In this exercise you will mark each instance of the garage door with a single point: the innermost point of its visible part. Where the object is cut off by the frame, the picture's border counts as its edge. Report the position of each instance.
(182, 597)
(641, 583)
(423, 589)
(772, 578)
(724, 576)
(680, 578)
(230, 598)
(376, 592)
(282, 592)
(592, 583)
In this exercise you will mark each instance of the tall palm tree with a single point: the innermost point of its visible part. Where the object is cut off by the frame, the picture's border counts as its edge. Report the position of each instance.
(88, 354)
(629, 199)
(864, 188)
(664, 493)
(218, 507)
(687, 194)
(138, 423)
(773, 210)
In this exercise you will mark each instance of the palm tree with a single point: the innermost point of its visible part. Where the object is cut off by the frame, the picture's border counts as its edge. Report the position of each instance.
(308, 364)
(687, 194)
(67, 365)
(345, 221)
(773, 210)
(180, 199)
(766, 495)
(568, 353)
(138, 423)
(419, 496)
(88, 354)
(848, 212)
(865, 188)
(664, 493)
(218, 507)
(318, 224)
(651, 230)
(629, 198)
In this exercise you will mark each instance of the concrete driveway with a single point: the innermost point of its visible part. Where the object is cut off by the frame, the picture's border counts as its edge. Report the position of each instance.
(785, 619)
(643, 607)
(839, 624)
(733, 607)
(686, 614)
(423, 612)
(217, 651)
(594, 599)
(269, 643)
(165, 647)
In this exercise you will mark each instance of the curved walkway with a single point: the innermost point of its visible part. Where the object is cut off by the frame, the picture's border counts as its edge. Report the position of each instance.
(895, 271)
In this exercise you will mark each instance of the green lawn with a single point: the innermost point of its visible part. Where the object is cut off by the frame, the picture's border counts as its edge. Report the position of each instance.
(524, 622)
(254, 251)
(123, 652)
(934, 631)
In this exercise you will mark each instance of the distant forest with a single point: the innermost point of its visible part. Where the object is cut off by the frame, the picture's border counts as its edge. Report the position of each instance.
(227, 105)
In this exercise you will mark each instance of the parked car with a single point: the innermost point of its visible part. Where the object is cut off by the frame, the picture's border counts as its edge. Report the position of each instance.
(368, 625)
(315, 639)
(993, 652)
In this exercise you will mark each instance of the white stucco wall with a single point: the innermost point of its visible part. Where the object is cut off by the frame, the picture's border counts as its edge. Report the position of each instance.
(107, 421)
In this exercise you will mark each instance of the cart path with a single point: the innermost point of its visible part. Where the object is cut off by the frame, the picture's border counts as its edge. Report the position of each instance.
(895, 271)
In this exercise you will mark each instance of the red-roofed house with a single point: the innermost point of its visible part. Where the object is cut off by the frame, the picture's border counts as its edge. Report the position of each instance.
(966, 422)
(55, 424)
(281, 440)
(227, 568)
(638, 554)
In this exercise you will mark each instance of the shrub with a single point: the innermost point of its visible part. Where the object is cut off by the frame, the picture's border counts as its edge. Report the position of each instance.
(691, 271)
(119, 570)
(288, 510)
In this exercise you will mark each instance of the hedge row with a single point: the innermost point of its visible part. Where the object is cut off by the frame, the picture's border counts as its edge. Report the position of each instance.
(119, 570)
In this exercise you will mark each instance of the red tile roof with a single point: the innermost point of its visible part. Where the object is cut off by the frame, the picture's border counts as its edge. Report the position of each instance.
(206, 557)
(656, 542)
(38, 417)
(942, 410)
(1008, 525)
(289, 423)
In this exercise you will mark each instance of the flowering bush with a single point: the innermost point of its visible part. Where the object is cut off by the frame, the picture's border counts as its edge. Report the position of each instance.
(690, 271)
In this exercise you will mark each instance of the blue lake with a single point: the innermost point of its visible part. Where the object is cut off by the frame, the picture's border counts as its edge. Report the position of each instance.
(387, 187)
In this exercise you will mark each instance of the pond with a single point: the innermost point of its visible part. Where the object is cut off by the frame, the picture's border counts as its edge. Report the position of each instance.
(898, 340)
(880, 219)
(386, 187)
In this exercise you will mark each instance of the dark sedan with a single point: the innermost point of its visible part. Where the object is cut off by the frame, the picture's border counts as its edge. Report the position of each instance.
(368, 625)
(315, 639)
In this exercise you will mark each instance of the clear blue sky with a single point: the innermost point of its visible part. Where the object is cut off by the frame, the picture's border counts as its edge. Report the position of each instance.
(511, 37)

▶ [SHORT PROBLEM]:
Recite the full listing above exactly.

▶ [EXERCISE RESPONSE]:
In this exercise you will mark each instance of the garage door with a single point: the innermost point of its visible part. Where the object is cut off by the frame, the picture's border counts as its edge. Report the position of each instance.
(182, 597)
(641, 583)
(423, 589)
(772, 578)
(724, 576)
(680, 578)
(230, 598)
(376, 592)
(282, 592)
(592, 583)
In this exercise you will mark each instance of the tall palm tree with a single point: the innermost point of its visible part. Where the object is cut off by the frame, the picture's border counts as its edge. Report the position of each instance.
(88, 354)
(629, 199)
(864, 188)
(664, 493)
(218, 507)
(687, 194)
(138, 423)
(773, 210)
In this exercise you will mark each instance of the palm tree with a single point: the innermost point of its visible part. Where the object is cut off by the frame, the picture's border counts as its edge. Report the position of each instance.
(308, 364)
(687, 194)
(67, 365)
(345, 221)
(773, 210)
(180, 199)
(766, 495)
(568, 353)
(138, 423)
(419, 496)
(88, 354)
(848, 212)
(865, 188)
(664, 493)
(218, 507)
(318, 224)
(651, 230)
(629, 198)
In this exercise you will mark each instance of the concrete driveway with a single point: the innermost point of its visible part. Where the object is cut off by the frame, the picture's border counts as its edge. Report the position of each instance.
(785, 619)
(643, 607)
(839, 624)
(733, 607)
(686, 614)
(423, 612)
(217, 651)
(594, 599)
(269, 643)
(165, 647)
In this exercise you will mark each instance of the curved walkway with a single point: the innermost point of its visible part. Where the object is cut off by the frame, the picture's border counts as its edge. Report the position of each instance.
(895, 271)
In this exercise you will mark each instance of the green lawn with a single point: the innermost point of its visible part. Where the object is cut off by the frame, the picture's border counts as its edge. Report the position of each instance.
(524, 622)
(254, 251)
(123, 652)
(934, 631)
In this exercise you will mark each instance of the distant forest with a single point: the innermost point of its visible part. Where the object is cut off by the frame, the picture's border counts as its edge. Report the position of each instance.
(227, 105)
In this exercise you will mark each instance of the parked car with a single point: the innermost point of its visible part. Where the object is cut off by the frame, the picture's border counts as its edge. Report the position of each instance.
(368, 625)
(315, 639)
(993, 652)
In this exercise you will mark each instance of the white stucco wall with a single point: the innermost point of its visible part. Where the object is cut off by the frame, the picture's border counts as its edge. Report the position of each instance.
(107, 421)
In this exercise you will mark each instance of the cart path with a single point: the innermost point of its visible part. Where the object is cut off by the frame, the picture's border counts as its edge. Report the position of each instance.
(895, 271)
In this exercise you will mark each instance of the red-roofed house with a single point: the innermost point of its visible part. Where the object is cut off by the frame, the picture's border counts as its edge. Report the position of each instance.
(966, 422)
(55, 424)
(281, 440)
(227, 568)
(638, 554)
In this exercise you will mark each instance of the shrub with a single point: the innermost point of its visible part. Where the object is cut off by the frame, the picture's border counts as its edge. Report the position of each instance.
(691, 271)
(119, 570)
(288, 510)
In this exercise you will mark each instance of the hedge row with a single point: the innermost point of its visible part. Where the object is cut off by the frame, the picture's border counts as its edge. Report the position of each instance.
(119, 570)
In this exercise you will mark each instance of the red tile roof with a single point: the innermost point of its visible part. Where the object is cut off by the frame, the picture's border counts as its edge. Report the position of each instance.
(206, 557)
(656, 542)
(38, 417)
(942, 410)
(1008, 525)
(289, 423)
In this exercise you will mark each instance of the flowering bush with a single point: the innermost point of its visible part. Where the object is cut off by the frame, the picture's border counts as its edge. Report the position of each instance.
(690, 271)
In this exercise you will mark each instance of the blue lake with a single point: the innermost point of its visible part. Where the object is cut off by the frame, the picture's border counts as its edge. Report the position of each instance.
(387, 187)
In this exercise you will mark each instance of the pond with a single point: the innermost point of its visible part. Where the object is cut off by the frame, the picture's border counts as its edge. Report the position of each instance.
(898, 340)
(880, 219)
(386, 187)
In this exercise you will mark each instance of the dark sedan with a single point: the innermost point of its visible part. Where the object is cut off by the frame, the picture's border counts as its edge. Report the position of each instance.
(368, 625)
(315, 639)
In this exercise you will mark each instance of the clear blue sky with a single point: the innermost point of its visible part. Where the object is cut off by the frame, the picture's border counts as its edge. Report the position of each instance.
(511, 37)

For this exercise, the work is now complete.